= Problem =
Start to finish, return the listing exactly as written.

= Provided material =
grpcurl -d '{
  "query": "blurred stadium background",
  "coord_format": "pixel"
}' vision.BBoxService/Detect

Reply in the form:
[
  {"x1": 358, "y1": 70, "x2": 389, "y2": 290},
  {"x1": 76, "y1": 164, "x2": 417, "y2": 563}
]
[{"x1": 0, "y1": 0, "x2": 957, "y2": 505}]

= Answer space =
grpcurl -d '{
  "query": "blurred stadium background",
  "coord_format": "pixel"
}' vision.BBoxService/Detect

Reply in the form:
[
  {"x1": 358, "y1": 70, "x2": 389, "y2": 290},
  {"x1": 76, "y1": 164, "x2": 417, "y2": 563}
]
[{"x1": 0, "y1": 0, "x2": 957, "y2": 505}]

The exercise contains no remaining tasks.